Dataset rows -
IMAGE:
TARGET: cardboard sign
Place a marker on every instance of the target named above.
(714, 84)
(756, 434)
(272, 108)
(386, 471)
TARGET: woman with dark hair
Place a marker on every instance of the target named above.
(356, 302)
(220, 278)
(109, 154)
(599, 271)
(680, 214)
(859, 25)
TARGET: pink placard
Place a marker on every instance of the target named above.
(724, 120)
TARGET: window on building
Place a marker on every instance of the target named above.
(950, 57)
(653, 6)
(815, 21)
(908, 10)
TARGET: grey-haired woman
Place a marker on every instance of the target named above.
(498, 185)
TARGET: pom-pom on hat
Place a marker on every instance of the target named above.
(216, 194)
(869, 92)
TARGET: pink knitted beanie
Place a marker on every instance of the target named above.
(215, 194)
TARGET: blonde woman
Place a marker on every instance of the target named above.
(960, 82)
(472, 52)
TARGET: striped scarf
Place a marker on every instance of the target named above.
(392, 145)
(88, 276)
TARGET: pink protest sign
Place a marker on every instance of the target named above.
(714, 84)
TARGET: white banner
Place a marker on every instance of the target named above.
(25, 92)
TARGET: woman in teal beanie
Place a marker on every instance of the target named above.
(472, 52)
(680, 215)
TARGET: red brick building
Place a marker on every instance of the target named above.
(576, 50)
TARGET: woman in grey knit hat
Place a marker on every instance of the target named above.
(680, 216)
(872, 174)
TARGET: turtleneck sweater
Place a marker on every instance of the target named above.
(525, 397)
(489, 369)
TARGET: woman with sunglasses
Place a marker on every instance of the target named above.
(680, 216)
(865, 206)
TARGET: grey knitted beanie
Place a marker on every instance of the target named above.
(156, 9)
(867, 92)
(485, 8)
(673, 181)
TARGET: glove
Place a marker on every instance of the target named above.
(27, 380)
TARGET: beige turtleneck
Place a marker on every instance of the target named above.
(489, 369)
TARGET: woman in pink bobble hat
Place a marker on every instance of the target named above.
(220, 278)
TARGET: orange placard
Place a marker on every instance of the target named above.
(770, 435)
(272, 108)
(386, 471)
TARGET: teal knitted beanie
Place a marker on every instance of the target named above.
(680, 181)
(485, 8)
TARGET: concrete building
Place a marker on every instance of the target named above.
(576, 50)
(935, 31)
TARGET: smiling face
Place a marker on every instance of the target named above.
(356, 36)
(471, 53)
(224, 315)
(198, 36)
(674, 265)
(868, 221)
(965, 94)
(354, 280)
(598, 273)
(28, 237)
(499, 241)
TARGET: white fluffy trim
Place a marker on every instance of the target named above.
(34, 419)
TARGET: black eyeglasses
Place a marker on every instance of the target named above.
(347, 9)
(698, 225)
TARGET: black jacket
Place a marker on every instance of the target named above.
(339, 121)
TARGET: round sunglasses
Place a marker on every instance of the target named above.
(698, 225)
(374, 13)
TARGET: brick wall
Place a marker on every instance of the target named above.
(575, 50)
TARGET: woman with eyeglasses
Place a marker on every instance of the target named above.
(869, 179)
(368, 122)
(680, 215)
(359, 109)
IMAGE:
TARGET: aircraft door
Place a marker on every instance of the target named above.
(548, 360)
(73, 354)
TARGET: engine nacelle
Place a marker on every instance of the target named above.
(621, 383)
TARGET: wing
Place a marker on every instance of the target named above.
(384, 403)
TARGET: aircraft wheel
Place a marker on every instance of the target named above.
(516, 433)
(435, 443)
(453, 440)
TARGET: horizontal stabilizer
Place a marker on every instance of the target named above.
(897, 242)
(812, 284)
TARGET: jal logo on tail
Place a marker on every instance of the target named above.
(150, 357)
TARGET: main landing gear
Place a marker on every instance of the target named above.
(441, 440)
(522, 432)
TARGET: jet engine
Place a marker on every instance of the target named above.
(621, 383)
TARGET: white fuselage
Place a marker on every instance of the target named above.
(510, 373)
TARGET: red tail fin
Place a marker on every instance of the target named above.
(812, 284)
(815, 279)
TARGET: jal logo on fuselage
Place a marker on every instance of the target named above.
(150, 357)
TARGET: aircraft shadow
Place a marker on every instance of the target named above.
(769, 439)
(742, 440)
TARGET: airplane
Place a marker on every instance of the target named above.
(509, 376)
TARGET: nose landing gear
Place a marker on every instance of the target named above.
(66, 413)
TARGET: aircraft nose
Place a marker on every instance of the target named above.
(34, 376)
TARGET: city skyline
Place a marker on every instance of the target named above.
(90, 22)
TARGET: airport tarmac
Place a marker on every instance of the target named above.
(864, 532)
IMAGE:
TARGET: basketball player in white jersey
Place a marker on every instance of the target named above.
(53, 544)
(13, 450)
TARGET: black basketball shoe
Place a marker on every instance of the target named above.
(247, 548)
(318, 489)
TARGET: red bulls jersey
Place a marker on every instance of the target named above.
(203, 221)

Brief - Output all of the data above without any alteration.

Response -
IMAGE:
TARGET: cardboard sign
Place a marker on every instance of the target named above.
(714, 84)
(756, 434)
(272, 108)
(386, 471)
TARGET: woman with dark hair
Place a marker on every instance of the target named above.
(356, 302)
(220, 278)
(109, 154)
(599, 271)
(680, 214)
(859, 25)
TARGET: pink placard
Place a marker on every instance of the target named above.
(724, 120)
TARGET: window on building
Place a marker on every instance of the target named above.
(950, 57)
(653, 6)
(815, 21)
(908, 10)
TARGET: grey-haired woman
Place a marker on every instance of the target named above.
(498, 185)
TARGET: pom-pom on hat
Place a marker on every instance of the target named above.
(216, 194)
(869, 92)
TARGET: pink knitted beanie
Place a marker on every instance of the target named above.
(215, 194)
TARGET: blonde woman
Place a marker on every instance of the target named above.
(960, 82)
(472, 52)
TARGET: striped scarf
Place a marker on every instance of the target named above.
(392, 145)
(88, 276)
TARGET: pink protest sign
Place a marker on every instance of the target named above.
(714, 84)
TARGET: white banner
Place a marker on every instance of the target named above.
(25, 92)
TARGET: woman in teal beanie
Place a marker on every instance of the target named above.
(472, 52)
(680, 215)
TARGET: red brick building
Place a marker on every instance of the target named above.
(576, 50)
TARGET: woman in grey knit hat
Place a marker on every instance of the target named above.
(680, 216)
(872, 174)
TARGET: turtleneck sweater
Place a marker on every instance of the target named above.
(525, 397)
(489, 369)
TARGET: woman with sunglasses
Place a marker on every instance of the target named above.
(680, 216)
(865, 206)
TARGET: grey knitted beanie
Place a marker on every instance of the target named above.
(156, 9)
(867, 92)
(485, 8)
(673, 181)
TARGET: glove
Place a marker on every instance of the target named above.
(27, 380)
TARGET: beige turtleneck
Place a marker on every instance of the target named above.
(489, 369)
TARGET: woman in pink bobble hat
Place a marker on every instance of the target named above.
(220, 278)
TARGET: orange placard
Place a marker on every instance of the target named above.
(770, 435)
(272, 108)
(386, 471)
TARGET: teal knitted beanie
Place a marker on every instance of the target named above.
(680, 181)
(485, 8)
TARGET: concrete building
Place a marker on every instance of the target named above.
(576, 50)
(935, 31)
TARGET: smiling face
Place a marker on every instance of the target named above.
(356, 36)
(471, 53)
(224, 315)
(198, 36)
(674, 265)
(868, 221)
(965, 94)
(354, 280)
(598, 273)
(28, 237)
(499, 241)
TARGET: white fluffy trim
Place a marker on every instance of the target named above.
(34, 419)
TARGET: black eyeglasses
Place a marker on every instance of the target named above.
(347, 9)
(698, 225)
TARGET: black jacket
Place a marker on every instance of the target named above.
(339, 121)
TARGET: round sunglasses
Place a marker on every instance of the target named above.
(698, 225)
(374, 13)
TARGET: brick wall
Place a marker on every instance of the target named above.
(575, 50)
TARGET: woman with eyeglasses
Place a marker on every instance of the target named above.
(869, 179)
(368, 122)
(680, 215)
(359, 109)
IMAGE:
TARGET: aircraft door
Place a marker on every instance of the target named above.
(548, 360)
(73, 354)
TARGET: engine nacelle
Place a marker on every instance of the target named above.
(621, 383)
TARGET: wing
Place a marker on every instance of the target named above.
(384, 403)
TARGET: aircraft wheel
Place a marker on every instance of the target named above.
(516, 433)
(435, 443)
(453, 440)
TARGET: horizontal stabilizer
Place a marker on every instance of the target named above.
(897, 242)
(812, 284)
TARGET: jal logo on tail
Place a marker on every instance of the target named above.
(150, 357)
TARGET: main landing gear
Place a marker on every instance of the target named above.
(441, 440)
(522, 432)
TARGET: jet engine
Place a marker on every instance of the target named above.
(621, 383)
TARGET: white fuselage
Place a marker on every instance of the target named above.
(510, 373)
TARGET: red tail fin
Place a marker on every instance of the target named above.
(812, 284)
(815, 279)
TARGET: jal logo on fuselage
Place a marker on every instance of the target named above.
(150, 357)
TARGET: aircraft shadow
Place a marker on every instance of the target named above.
(769, 439)
(742, 440)
TARGET: airplane
Place a marker on every instance of the target named above.
(509, 376)
TARGET: nose landing gear
Place a marker on every instance of the target named above.
(66, 413)
TARGET: aircraft nose
Place a marker on every instance of the target named above.
(34, 376)
TARGET: city skyline
Place a marker on every instance of the target named above.
(90, 22)
TARGET: airport tarmac
Place a marker on every instance of the target named above.
(864, 532)
IMAGE:
TARGET: basketball player in white jersey
Place a marker on every instance of the target named above.
(53, 544)
(13, 450)
TARGET: black basketball shoe
Place a marker on every instance of the target named above.
(247, 548)
(318, 489)
TARGET: red bulls jersey
Place a marker on every instance of the target named above.
(203, 221)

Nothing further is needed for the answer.